_GIVEN TEXT_
# Will knowing the intimate details help?



## ishe? (Apr 1, 2011)

So I'm nine days out from d day and after initially getting the trickle truth H has admitted to sleeping with the OW on three occasions, I asked him details such as when, where, who initiated etc. But now I find myself wondering about the details... Did the have oral sex, did he do the things that he has learned I like with the OW, what positions did they use (I feel physically sick thinking about it)

Please, please be gentle with me. I'm really fragile today.

Is it better to convince myself that they had boring straight forward drunken quicky sex, or am I better asking about the details even though it will kill me to hear them?
_Posted via Mobile Device_


----------



## Jellybeans (Mar 8, 2011)

As someone who asked for and got a LOT of intimate details, I can tell you I wish I did not know. And in a way I am kinda glad I do know cause it cheapened what he did. Make sense? Nonetheless, I wish I never asked.

Some people want to know. Others don't want to go there.

It's totally up to you.


----------



## ishe? (Apr 1, 2011)

I'm suffering the mind movies anyway ... I think I might just try and deal without the details. I'm struggling enough as it is  

This is so ****ing hard ... I feel like I'm going crazy!

_DATA SECTION_
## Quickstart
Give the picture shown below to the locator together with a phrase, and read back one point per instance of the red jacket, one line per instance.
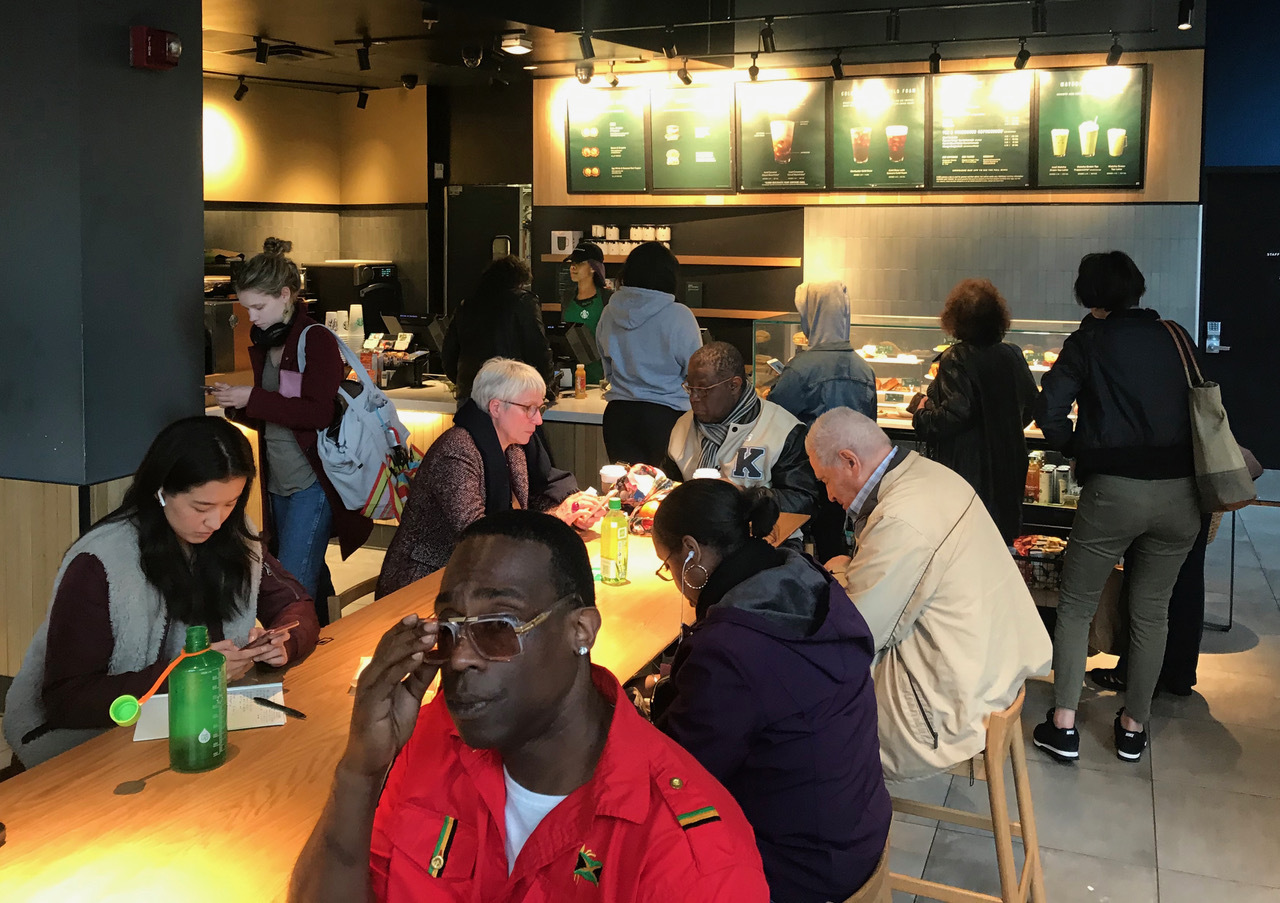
(314, 409)
(649, 826)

_CHALLENGES_
**a)** In the forum thread on knowing the intimate details of an affair, on how many occasions did H admit to sleeping with the OW?
**b)** Continue the forum thread on knowing the intimate details of an affair, starting after its final post.

_ANSWERS BELOW_
**a)** Three occasions.

**b)**
_Posted via Mobile Device_


----------



## Jellybeans (Mar 8, 2011)

Yeah it does totally suck. I'm sorry.


----------



## mahike (Aug 16, 2011)

I found the emails of my wifes PA and what I read and saw sickens me still. I am about 4 months out from D Day. I also wondered did she do things with him that she will not with me and of course being a guy I was wondering was he better. and of course the size thing as well.

I think you need to ask for the details because I think your spouse has to tell you as part of the process to reconcile. If you are going to show him the door do not torture yourself.

I wish I could switch of the mental pictures as well. When this happens I try to focus on other things. My kids, work ....


----------



## Almostrecovered (Jul 14, 2011)

its a double edged sword

knowing will give you the exact mind movies

but the imagined mind movies may be worse than the reality


----------



## morituri (Apr 1, 2011)

Unless you know yourself really well and know that you can stand the gory details, I would not ask for them. Especially if you find out that he did things with her that he's never done with you and will never do with you.


----------



## ishe? (Apr 1, 2011)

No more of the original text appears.